- **DOCUMENT SEGMENT**:
╭──

Syed Haider Raza, ever recognised for his concept of `Bindu', is as good a cook as he is a painter. He is a `moody cook' though!

PHOTO: SHANKER CHAKRAVARTY

OH THAT'S DELICIOUS! Veteran artist S.H. Raza compliments Chef Vijay for delectable food at the IIC Dinning Hall in New Delhi

His child-like smile, that chortle in his laughter, that misguiding reproach in his ageing eyes and still a chubby face certify his claim that he was "a very naughty child". And it was his attempt at "running away from studies" that finally turned him into a painter now both his country of birth, India, and the country of residence, France are proud of.

Syed Haider Raza, now 82, is at The Dining Hall of the India International Centre in New Delhi, ready for a "light lunch". His entry into the restaurant raises quite many admiring eyes as he heads for his reserved table set close to a glass window overlooking the lush green lawns just below. The IIC dining hall, with minimal decoration, is always a comfortable venue for an informal dine-out. It is only for the members though. As the veteran orders a vegetarian thali, he also drives down memory lane visualising his mother cooking, "When my mother would cook dal and bhaat, I would relish it no end. I have grown so old now but still haven't forgotten its taste."

As the Chef Vijay Thukral himself appears with the thali for the renowned guest, which contains paneer peera, vegetable stew, bean porrial, sambhar and Thayir vada, salad papad, a little rice, roti, and rice payasam as a dessert, the artist insists you, "Have some. The food here is very good. Much like a home-cooked fare." As he begins his grub with a piece of soft naan and yellow dal, he comments, "This place has less formality and more taste." While he relishes his bite you can't avoid wondering what his `Bindu' contained that made him so legendary. "I was very close to Hindu thought since childhood. May be because we lived in an area surrounded by temples in Bawaria city of Narsinghpur district in Madhya Pradesh. But the atmosphere at my home was also very liberal. My parents never objected to my reading the Ramayana. There was also a Tulsi temple next to my home, which I used to visit. I have also read Bhagvad Gita. Since I was very naughty I would always try to run away from studies. So my father Syed Muhammed Razi appointed an art teacher Nandlal Haria ji for me. He once made a Bindu for me and said, `Is par dhyan do. Aur bhool jao sab chiriya, jungle... ' (Concentrate on this and forget birds and the greens that you are surrounded with). And from that day onwards `Bindu' became my focus of the work. It has all spiritual elements that the scriptures contain," he shares.

╰──

- **GIVEN TASK 1**: In the S.H. Raza profile, whom did his father appoint as his art teacher?
- **GIVEN TASK 2**: Extend the S.H. Raza profile beyond its final paragraph.

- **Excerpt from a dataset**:
╭──

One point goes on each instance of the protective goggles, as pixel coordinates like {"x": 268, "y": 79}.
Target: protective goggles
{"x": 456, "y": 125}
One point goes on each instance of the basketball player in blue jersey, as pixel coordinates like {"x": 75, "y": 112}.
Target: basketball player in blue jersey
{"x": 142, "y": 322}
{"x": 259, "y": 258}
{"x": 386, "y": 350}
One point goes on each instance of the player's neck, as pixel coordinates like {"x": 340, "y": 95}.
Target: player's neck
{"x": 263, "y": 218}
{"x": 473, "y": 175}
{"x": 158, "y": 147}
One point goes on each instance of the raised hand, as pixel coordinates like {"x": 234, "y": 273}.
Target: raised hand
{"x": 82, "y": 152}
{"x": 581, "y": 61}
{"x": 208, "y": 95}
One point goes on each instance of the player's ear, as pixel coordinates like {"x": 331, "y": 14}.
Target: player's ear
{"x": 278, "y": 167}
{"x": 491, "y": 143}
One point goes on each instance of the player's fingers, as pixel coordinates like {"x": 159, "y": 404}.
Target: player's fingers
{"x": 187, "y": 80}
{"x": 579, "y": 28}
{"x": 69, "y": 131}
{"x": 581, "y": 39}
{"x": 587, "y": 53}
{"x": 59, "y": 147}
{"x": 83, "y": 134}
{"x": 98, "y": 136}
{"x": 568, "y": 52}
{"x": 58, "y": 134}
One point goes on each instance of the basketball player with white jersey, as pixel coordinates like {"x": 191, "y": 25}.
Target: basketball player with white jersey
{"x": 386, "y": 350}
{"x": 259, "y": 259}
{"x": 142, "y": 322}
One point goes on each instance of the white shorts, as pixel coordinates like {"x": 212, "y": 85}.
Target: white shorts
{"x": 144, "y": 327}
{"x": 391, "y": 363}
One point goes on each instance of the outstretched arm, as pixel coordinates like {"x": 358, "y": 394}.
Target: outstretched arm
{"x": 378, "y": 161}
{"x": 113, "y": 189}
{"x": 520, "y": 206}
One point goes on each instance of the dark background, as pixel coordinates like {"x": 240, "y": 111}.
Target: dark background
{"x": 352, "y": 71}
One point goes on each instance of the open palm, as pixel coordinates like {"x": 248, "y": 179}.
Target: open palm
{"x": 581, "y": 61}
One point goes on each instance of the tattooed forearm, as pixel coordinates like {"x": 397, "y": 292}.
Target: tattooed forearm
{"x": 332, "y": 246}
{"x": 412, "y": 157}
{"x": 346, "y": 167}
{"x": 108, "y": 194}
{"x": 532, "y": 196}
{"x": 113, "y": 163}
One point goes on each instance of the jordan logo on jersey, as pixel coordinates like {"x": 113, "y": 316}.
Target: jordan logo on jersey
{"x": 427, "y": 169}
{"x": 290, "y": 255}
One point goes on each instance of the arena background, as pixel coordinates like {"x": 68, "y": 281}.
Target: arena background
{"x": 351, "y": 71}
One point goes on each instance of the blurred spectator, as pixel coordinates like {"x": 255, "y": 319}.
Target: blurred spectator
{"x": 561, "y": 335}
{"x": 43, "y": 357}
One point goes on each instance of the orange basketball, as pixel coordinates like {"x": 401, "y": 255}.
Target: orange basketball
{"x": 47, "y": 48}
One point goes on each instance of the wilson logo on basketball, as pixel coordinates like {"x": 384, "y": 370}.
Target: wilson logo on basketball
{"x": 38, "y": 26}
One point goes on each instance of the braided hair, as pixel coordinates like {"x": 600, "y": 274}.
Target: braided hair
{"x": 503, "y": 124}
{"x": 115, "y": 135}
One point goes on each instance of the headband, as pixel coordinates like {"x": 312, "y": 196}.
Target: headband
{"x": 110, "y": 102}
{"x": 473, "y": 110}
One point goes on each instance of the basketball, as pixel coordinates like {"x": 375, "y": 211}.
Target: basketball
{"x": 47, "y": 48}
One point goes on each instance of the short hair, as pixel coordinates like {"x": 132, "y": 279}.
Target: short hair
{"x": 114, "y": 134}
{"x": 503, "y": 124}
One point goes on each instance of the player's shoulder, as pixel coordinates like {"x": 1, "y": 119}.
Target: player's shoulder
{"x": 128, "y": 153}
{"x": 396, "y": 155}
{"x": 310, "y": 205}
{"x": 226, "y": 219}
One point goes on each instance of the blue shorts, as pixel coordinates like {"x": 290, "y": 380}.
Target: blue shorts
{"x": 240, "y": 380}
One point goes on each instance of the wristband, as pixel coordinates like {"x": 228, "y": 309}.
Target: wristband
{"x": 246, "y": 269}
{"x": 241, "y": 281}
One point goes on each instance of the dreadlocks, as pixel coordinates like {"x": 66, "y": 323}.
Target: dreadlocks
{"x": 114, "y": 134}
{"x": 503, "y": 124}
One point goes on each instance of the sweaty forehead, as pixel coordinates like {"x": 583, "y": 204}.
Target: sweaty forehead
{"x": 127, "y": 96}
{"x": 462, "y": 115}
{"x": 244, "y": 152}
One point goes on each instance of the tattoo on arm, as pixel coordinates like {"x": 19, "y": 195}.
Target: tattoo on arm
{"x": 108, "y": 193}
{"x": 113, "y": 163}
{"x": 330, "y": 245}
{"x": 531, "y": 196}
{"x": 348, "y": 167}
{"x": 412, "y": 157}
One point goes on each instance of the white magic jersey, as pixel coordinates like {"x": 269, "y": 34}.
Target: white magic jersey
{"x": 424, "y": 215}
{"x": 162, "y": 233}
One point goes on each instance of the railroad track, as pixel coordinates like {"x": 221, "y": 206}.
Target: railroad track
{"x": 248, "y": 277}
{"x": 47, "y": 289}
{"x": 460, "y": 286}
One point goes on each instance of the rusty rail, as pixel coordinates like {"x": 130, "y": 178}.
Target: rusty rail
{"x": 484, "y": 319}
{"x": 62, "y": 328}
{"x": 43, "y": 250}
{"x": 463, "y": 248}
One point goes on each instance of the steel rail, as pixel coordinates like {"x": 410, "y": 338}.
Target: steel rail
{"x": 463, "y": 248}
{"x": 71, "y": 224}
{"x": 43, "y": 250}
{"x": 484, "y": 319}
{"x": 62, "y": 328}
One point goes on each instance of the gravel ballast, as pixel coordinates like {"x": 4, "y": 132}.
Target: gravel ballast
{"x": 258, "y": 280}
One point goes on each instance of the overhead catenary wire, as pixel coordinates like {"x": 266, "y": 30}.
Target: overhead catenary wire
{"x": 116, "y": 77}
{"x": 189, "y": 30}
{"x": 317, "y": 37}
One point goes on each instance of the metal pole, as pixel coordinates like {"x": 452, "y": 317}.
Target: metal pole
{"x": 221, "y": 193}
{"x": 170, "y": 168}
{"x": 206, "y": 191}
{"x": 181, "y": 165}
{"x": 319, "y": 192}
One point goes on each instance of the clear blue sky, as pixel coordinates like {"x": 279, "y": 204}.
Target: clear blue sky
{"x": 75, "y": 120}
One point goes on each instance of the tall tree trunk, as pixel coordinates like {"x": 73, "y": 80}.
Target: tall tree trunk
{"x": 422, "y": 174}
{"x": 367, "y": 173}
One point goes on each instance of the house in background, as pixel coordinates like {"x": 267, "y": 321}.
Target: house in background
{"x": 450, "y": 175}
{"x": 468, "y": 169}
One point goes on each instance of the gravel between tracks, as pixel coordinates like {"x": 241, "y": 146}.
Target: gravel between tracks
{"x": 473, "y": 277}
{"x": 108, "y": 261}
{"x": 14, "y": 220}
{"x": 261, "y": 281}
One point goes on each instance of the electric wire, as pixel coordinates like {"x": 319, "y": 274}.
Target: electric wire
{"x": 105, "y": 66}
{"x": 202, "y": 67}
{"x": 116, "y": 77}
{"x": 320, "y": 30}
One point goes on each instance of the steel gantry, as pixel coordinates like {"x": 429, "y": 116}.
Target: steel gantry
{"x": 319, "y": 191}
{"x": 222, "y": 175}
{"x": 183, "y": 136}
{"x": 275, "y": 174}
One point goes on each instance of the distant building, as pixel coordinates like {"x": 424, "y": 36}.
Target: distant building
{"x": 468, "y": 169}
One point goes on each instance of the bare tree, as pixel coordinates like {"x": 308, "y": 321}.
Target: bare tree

╰──

- **RIGHT ANSWER 1**: Nandlal Haria ji.

- **RIGHT ANSWER 2**:
Remembering teacher

As the veteran tries some vegetable stew and paneer peera, a dish of mashed paneer mixed with grated coconut and cooked in coconut oil, and thayir vada which is vada dipped in yoghurt, cooked in coconut oil and garnished with green chilli and coriander etc, he gets talking about his teacher Beni Prasad. "He would always tell me, Hey Manush rakh pag pankaj par dhyan. Even today when I walk I take care of my steps."

The veteran slowly moves to talking about things that he loves most too. You find out that he loves listening to the Dagar brothers, likes to watch Bharatanatyam and Kathakali performances. "I like shopping, wearing trendy dresses and of course, women," he smiles with a mischief in his eyes. But he hastens to add, "I have always treated women as a statement of beauty on my canvasses. I never considered them an object for lust."

As the artist moves on to bean porrial and then a few spoonfuls of rice paysam, he gets back to talking about food: "You know, I can also cook rice, dal, chicken and omelette. But I cook only when I feel like or if there is an urgent need. So far my wife had been cooking for me. After her death, my maid comes thrice a week to cook for me in Paris. Believe me, it is not easy to live alone, that too, without a female companion at this age," he almost sighs. Meanwhile, Chef Thukral returns to the table with some halwa for him. Raza tastes it with appreciation.

Before he makes an exit, he compliments the chef with this: "Your food is so palatable. I ate more than I could afford to eat. Thank you."

Can there be anything more enjoyable than a compliment from a veteran who is on the globe's celebrity list?